== WHAT IS EXPECTED ==
Word for word, transcribe all the entries shown below.

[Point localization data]
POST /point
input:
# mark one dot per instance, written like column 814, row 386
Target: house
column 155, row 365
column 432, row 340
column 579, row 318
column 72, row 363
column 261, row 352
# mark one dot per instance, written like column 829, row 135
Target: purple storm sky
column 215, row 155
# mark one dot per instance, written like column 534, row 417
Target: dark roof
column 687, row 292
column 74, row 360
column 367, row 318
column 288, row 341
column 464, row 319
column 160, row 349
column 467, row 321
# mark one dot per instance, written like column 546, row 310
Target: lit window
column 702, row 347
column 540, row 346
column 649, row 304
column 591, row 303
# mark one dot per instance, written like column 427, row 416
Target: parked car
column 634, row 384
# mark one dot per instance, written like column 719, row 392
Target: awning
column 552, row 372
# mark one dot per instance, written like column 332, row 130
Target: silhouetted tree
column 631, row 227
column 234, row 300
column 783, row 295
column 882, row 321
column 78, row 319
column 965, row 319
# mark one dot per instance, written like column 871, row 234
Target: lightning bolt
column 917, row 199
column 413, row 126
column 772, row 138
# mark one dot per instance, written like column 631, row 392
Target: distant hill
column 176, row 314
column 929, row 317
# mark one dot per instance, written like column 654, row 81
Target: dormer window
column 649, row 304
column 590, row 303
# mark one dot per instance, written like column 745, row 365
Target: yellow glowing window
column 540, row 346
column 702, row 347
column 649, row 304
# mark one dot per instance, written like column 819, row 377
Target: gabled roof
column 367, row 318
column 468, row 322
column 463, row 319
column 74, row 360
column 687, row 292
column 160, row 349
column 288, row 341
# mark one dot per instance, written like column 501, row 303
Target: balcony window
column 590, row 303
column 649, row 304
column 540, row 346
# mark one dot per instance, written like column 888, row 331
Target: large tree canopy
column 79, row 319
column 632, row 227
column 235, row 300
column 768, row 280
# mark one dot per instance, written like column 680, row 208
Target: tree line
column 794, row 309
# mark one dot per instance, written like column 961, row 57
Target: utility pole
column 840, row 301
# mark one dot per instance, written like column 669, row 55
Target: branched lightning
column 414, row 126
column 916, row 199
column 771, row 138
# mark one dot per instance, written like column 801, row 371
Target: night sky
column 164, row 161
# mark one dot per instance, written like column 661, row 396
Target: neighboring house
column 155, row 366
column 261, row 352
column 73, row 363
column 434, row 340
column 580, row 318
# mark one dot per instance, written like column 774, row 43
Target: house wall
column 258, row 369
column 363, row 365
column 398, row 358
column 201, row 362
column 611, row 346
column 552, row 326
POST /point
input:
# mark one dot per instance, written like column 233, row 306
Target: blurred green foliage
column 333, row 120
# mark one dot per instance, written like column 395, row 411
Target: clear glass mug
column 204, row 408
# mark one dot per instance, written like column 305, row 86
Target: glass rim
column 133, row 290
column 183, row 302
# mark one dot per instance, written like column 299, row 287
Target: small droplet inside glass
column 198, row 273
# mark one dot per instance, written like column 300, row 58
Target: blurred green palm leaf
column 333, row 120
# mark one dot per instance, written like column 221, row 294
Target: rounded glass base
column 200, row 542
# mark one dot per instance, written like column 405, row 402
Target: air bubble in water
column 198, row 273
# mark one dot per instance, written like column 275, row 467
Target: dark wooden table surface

== ANSWER BELOW ==
POST /point
input:
# mark one dot per instance, written like column 814, row 386
Target: house
column 155, row 365
column 432, row 340
column 579, row 318
column 72, row 363
column 261, row 352
# mark one dot per instance, written like column 829, row 135
Target: purple storm sky
column 215, row 155
# mark one dot per instance, written like column 534, row 417
Target: dark roof
column 687, row 292
column 74, row 360
column 367, row 318
column 288, row 341
column 464, row 319
column 160, row 349
column 467, row 321
# mark one dot per instance, written like column 546, row 310
Target: lit window
column 702, row 347
column 540, row 346
column 649, row 304
column 591, row 303
# mark one dot per instance, written like column 427, row 416
Target: parked car
column 634, row 384
# mark one dot per instance, written like column 719, row 392
Target: awning
column 552, row 372
# mark one dot per instance, written like column 332, row 130
Target: silhouetted tree
column 631, row 227
column 234, row 300
column 783, row 295
column 882, row 321
column 78, row 319
column 965, row 319
# mark one dot per instance, written like column 871, row 234
Target: lightning bolt
column 917, row 199
column 413, row 126
column 772, row 138
# mark one dot per instance, written like column 631, row 392
Target: distant hill
column 176, row 314
column 929, row 317
# mark one dot per instance, written like column 654, row 81
Target: dormer window
column 649, row 304
column 590, row 303
# mark one dot per instance, written like column 745, row 365
Target: yellow glowing window
column 540, row 346
column 702, row 347
column 649, row 304
# mark one dot per instance, written like column 819, row 377
Target: gabled roof
column 367, row 318
column 468, row 322
column 463, row 319
column 74, row 360
column 687, row 292
column 160, row 349
column 288, row 341
# mark one dot per instance, written like column 501, row 303
Target: balcony window
column 590, row 303
column 649, row 304
column 540, row 346
# mark one dot per instance, written like column 888, row 331
Target: large tree canopy
column 79, row 319
column 632, row 227
column 235, row 300
column 768, row 280
# mark one dot per instance, written like column 680, row 208
Target: tree line
column 794, row 309
# mark one dot per instance, written like column 961, row 57
Target: utility pole
column 840, row 301
# mark one dot per instance, written like column 669, row 55
Target: branched lightning
column 414, row 126
column 916, row 199
column 771, row 138
# mark one dot per instance, written like column 801, row 371
Target: night sky
column 164, row 161
# mark one dot per instance, written like column 661, row 396
Target: neighboring house
column 155, row 366
column 261, row 352
column 73, row 363
column 434, row 340
column 580, row 318
# mark one dot per instance, written like column 774, row 43
Target: house wall
column 258, row 369
column 363, row 365
column 398, row 358
column 201, row 362
column 611, row 346
column 552, row 326
POST /point
input:
# mark one dot per instance, written like column 233, row 306
Target: blurred green foliage
column 333, row 120
# mark one dot per instance, written like column 395, row 411
Target: clear glass mug
column 204, row 408
# mark one dot per instance, written like column 305, row 86
Target: glass rim
column 133, row 290
column 183, row 302
# mark one dot per instance, written like column 299, row 287
Target: small droplet inside glass
column 198, row 273
# mark one dot per instance, written like column 300, row 58
Target: blurred green palm leaf
column 333, row 120
# mark one dot per instance, written like column 221, row 294
Target: rounded glass base
column 200, row 542
# mark one dot per instance, written like column 405, row 402
Target: air bubble in water
column 198, row 273
# mark one dot per instance, written like column 275, row 467
Target: dark wooden table surface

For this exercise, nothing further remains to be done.